Exercise brief -> From the listing below, please restate exactly the lines beginning at the one with "<point>242,148</point>" and ending at the one with "<point>635,140</point>", both included, and skip the pictures.

Data for this task ->
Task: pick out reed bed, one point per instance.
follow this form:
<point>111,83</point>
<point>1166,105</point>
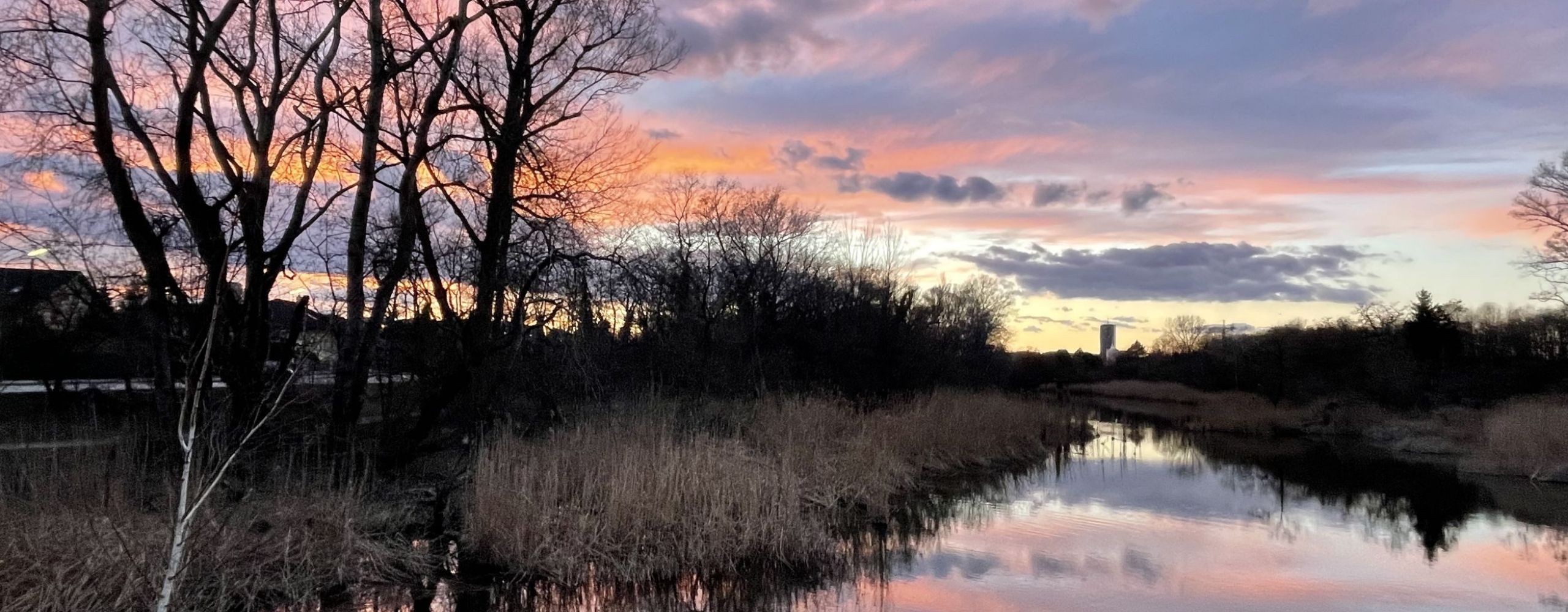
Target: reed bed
<point>1525,436</point>
<point>1206,411</point>
<point>87,528</point>
<point>645,495</point>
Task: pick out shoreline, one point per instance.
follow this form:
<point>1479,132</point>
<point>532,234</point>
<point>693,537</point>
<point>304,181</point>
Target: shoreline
<point>1451,437</point>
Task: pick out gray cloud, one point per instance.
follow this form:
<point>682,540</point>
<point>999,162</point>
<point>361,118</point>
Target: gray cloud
<point>853,160</point>
<point>793,154</point>
<point>1137,200</point>
<point>1054,321</point>
<point>1188,271</point>
<point>720,35</point>
<point>1235,327</point>
<point>1051,193</point>
<point>914,187</point>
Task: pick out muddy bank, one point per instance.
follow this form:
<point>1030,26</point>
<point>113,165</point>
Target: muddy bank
<point>1523,439</point>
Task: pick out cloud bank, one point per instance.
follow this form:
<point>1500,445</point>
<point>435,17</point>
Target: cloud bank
<point>1186,271</point>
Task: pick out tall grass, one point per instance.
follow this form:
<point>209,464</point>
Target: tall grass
<point>1526,436</point>
<point>645,497</point>
<point>87,528</point>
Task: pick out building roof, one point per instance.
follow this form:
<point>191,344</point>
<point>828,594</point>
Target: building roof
<point>21,285</point>
<point>281,313</point>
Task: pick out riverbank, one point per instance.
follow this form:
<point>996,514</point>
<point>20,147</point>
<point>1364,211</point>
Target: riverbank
<point>1523,437</point>
<point>645,492</point>
<point>639,492</point>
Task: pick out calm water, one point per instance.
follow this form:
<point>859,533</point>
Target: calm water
<point>1142,520</point>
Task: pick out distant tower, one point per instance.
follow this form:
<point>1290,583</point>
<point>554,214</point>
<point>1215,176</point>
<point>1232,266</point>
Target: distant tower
<point>1107,341</point>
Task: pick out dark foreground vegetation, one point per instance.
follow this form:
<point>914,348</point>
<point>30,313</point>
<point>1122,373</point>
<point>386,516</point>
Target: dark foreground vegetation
<point>632,492</point>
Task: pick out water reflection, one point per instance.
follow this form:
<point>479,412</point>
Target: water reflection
<point>1144,518</point>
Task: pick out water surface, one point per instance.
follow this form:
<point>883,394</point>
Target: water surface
<point>1150,520</point>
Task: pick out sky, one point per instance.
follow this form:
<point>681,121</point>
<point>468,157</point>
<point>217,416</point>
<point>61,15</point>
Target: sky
<point>1252,162</point>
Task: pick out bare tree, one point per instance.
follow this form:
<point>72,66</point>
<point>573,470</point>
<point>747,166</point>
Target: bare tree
<point>1545,207</point>
<point>209,124</point>
<point>532,157</point>
<point>1183,334</point>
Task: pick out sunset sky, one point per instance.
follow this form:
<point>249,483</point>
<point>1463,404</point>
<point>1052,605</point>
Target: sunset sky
<point>1126,160</point>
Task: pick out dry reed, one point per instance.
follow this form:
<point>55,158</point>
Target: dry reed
<point>1525,436</point>
<point>88,529</point>
<point>628,498</point>
<point>1210,411</point>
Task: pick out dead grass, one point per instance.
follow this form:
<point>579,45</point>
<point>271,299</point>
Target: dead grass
<point>1210,411</point>
<point>88,529</point>
<point>628,498</point>
<point>1526,436</point>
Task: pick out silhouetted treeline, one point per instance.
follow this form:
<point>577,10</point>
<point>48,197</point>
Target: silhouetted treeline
<point>741,291</point>
<point>726,290</point>
<point>1421,356</point>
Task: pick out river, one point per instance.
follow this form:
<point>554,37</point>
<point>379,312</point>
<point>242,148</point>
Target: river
<point>1144,518</point>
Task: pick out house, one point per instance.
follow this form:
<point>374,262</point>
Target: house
<point>57,299</point>
<point>317,335</point>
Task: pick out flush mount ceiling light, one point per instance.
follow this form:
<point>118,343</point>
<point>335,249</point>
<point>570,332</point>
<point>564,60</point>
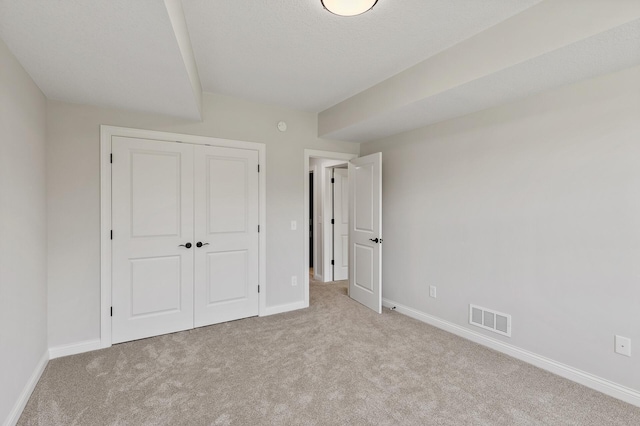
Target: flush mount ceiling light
<point>348,7</point>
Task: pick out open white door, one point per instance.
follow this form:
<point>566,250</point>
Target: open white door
<point>340,225</point>
<point>365,230</point>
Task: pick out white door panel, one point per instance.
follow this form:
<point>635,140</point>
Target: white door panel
<point>152,215</point>
<point>226,219</point>
<point>365,230</point>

Task result ->
<point>242,148</point>
Target: river
<point>1144,518</point>
Task: pick out house, one point per instance.
follow this form:
<point>374,262</point>
Target: house
<point>57,299</point>
<point>317,335</point>
Task: pick out flush mount ceiling light, one point per instance.
follow this form:
<point>118,343</point>
<point>335,249</point>
<point>570,332</point>
<point>564,60</point>
Target: flush mount ceiling light
<point>348,7</point>
Task: pick out open white door, one point per instance.
follow this form:
<point>566,250</point>
Target: open white door
<point>340,225</point>
<point>365,230</point>
Task: pick out white door panel, one point per instance.
follow this form:
<point>635,140</point>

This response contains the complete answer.